## THE INPUT:
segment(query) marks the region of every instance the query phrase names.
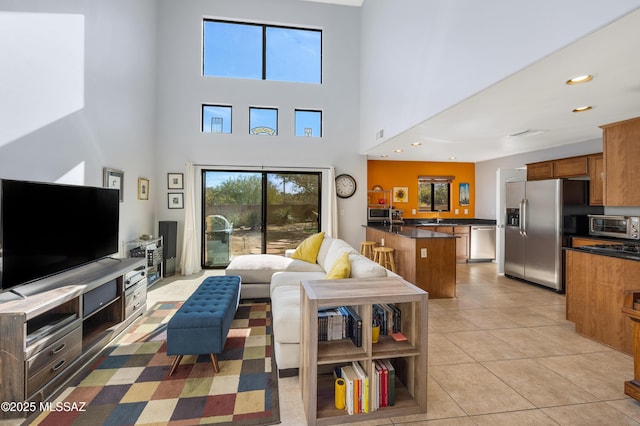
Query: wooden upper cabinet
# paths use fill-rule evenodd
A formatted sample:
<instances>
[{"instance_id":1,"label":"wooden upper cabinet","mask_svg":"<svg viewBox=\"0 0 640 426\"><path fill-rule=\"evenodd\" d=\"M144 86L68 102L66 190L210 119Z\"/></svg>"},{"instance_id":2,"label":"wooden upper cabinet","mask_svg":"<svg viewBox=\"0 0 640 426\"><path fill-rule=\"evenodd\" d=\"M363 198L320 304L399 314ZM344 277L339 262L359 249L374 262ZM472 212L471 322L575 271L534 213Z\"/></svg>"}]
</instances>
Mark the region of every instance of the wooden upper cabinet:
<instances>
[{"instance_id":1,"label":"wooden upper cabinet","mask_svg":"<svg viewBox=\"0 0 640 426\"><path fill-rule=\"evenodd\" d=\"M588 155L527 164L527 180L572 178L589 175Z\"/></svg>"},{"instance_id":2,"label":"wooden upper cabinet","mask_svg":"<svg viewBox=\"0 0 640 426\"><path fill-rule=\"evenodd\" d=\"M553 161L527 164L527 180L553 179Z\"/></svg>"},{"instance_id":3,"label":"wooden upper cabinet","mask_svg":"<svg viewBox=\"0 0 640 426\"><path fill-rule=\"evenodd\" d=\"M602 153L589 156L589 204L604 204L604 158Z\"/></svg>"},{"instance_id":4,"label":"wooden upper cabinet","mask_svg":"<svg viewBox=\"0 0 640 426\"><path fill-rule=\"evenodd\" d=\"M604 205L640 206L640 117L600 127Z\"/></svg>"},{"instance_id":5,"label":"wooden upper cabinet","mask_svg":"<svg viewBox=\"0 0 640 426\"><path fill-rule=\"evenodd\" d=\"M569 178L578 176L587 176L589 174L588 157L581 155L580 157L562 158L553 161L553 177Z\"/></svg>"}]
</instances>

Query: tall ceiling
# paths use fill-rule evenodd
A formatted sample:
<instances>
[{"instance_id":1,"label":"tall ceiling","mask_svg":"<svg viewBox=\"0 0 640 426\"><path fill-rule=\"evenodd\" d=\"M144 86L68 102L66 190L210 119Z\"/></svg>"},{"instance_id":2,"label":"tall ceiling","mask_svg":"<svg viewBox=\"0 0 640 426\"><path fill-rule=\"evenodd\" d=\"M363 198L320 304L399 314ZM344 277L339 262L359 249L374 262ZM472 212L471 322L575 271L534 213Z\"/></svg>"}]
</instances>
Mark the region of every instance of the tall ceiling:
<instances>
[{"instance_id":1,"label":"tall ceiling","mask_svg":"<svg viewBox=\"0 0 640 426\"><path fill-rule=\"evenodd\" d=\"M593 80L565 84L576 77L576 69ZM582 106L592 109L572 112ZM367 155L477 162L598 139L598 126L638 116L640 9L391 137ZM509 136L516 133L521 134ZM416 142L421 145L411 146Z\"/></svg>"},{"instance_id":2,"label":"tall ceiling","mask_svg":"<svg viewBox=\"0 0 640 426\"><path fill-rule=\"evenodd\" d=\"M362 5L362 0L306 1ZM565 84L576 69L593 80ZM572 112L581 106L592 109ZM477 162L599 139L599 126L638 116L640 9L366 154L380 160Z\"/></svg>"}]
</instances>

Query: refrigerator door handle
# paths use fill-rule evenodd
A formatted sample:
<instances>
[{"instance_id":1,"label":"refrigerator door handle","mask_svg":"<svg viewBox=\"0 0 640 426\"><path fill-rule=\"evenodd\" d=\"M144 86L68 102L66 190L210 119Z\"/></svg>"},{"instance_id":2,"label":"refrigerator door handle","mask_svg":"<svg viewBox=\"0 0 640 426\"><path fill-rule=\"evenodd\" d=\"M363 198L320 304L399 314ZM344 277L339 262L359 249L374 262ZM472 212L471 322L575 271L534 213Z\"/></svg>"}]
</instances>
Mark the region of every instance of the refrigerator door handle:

## PROBLEM TO WORK ON:
Only the pictures are dropped. Otherwise, write out the listing exactly.

## YOUR RESPONSE:
segment(query) marks the region of every instance the query phrase names.
Query: wooden upper cabinet
# paths use fill-rule evenodd
A formatted sample:
<instances>
[{"instance_id":1,"label":"wooden upper cabinet","mask_svg":"<svg viewBox=\"0 0 640 426\"><path fill-rule=\"evenodd\" d=\"M144 86L68 102L66 190L210 119Z\"/></svg>"},{"instance_id":2,"label":"wooden upper cabinet","mask_svg":"<svg viewBox=\"0 0 640 426\"><path fill-rule=\"evenodd\" d=\"M363 198L320 304L399 314ZM344 277L339 262L359 249L374 262ZM472 212L471 322L575 271L534 213Z\"/></svg>"}]
</instances>
Mark the region of every instance of the wooden upper cabinet:
<instances>
[{"instance_id":1,"label":"wooden upper cabinet","mask_svg":"<svg viewBox=\"0 0 640 426\"><path fill-rule=\"evenodd\" d=\"M588 155L527 164L527 180L572 178L589 175Z\"/></svg>"},{"instance_id":2,"label":"wooden upper cabinet","mask_svg":"<svg viewBox=\"0 0 640 426\"><path fill-rule=\"evenodd\" d=\"M553 161L527 164L527 180L553 179Z\"/></svg>"},{"instance_id":3,"label":"wooden upper cabinet","mask_svg":"<svg viewBox=\"0 0 640 426\"><path fill-rule=\"evenodd\" d=\"M602 153L589 156L589 204L604 204L604 158Z\"/></svg>"},{"instance_id":4,"label":"wooden upper cabinet","mask_svg":"<svg viewBox=\"0 0 640 426\"><path fill-rule=\"evenodd\" d=\"M604 205L640 206L640 117L600 127Z\"/></svg>"},{"instance_id":5,"label":"wooden upper cabinet","mask_svg":"<svg viewBox=\"0 0 640 426\"><path fill-rule=\"evenodd\" d=\"M569 178L578 176L587 176L589 174L588 157L581 155L580 157L562 158L553 161L553 177Z\"/></svg>"}]
</instances>

Query: tall ceiling
# paths use fill-rule evenodd
A formatted sample:
<instances>
[{"instance_id":1,"label":"tall ceiling","mask_svg":"<svg viewBox=\"0 0 640 426\"><path fill-rule=\"evenodd\" d=\"M144 86L68 102L66 190L210 119Z\"/></svg>"},{"instance_id":2,"label":"tall ceiling","mask_svg":"<svg viewBox=\"0 0 640 426\"><path fill-rule=\"evenodd\" d=\"M363 198L320 304L399 314ZM344 277L339 262L359 249L374 262ZM472 212L471 322L575 271L534 213Z\"/></svg>"}]
</instances>
Mark the region of every instance of the tall ceiling:
<instances>
[{"instance_id":1,"label":"tall ceiling","mask_svg":"<svg viewBox=\"0 0 640 426\"><path fill-rule=\"evenodd\" d=\"M593 80L565 84L576 77L576 69ZM582 106L592 109L572 112ZM367 155L477 162L598 139L598 126L638 116L640 9L391 137ZM509 136L516 133L521 134ZM416 142L421 145L411 146Z\"/></svg>"},{"instance_id":2,"label":"tall ceiling","mask_svg":"<svg viewBox=\"0 0 640 426\"><path fill-rule=\"evenodd\" d=\"M362 5L362 0L306 1ZM565 84L576 69L593 80ZM572 112L581 106L592 109ZM477 162L599 139L599 126L638 116L640 9L366 154L380 160Z\"/></svg>"}]
</instances>

Query: refrigerator door handle
# paths use fill-rule evenodd
A formatted sample:
<instances>
[{"instance_id":1,"label":"refrigerator door handle","mask_svg":"<svg viewBox=\"0 0 640 426\"><path fill-rule=\"evenodd\" d=\"M144 86L68 102L66 190L210 119Z\"/></svg>"},{"instance_id":2,"label":"refrigerator door handle","mask_svg":"<svg viewBox=\"0 0 640 426\"><path fill-rule=\"evenodd\" d=\"M363 198L320 304L399 314ZM344 277L339 262L359 249L374 262ZM472 212L471 322L575 271L534 213Z\"/></svg>"}]
</instances>
Mark the region of every instance of the refrigerator door handle:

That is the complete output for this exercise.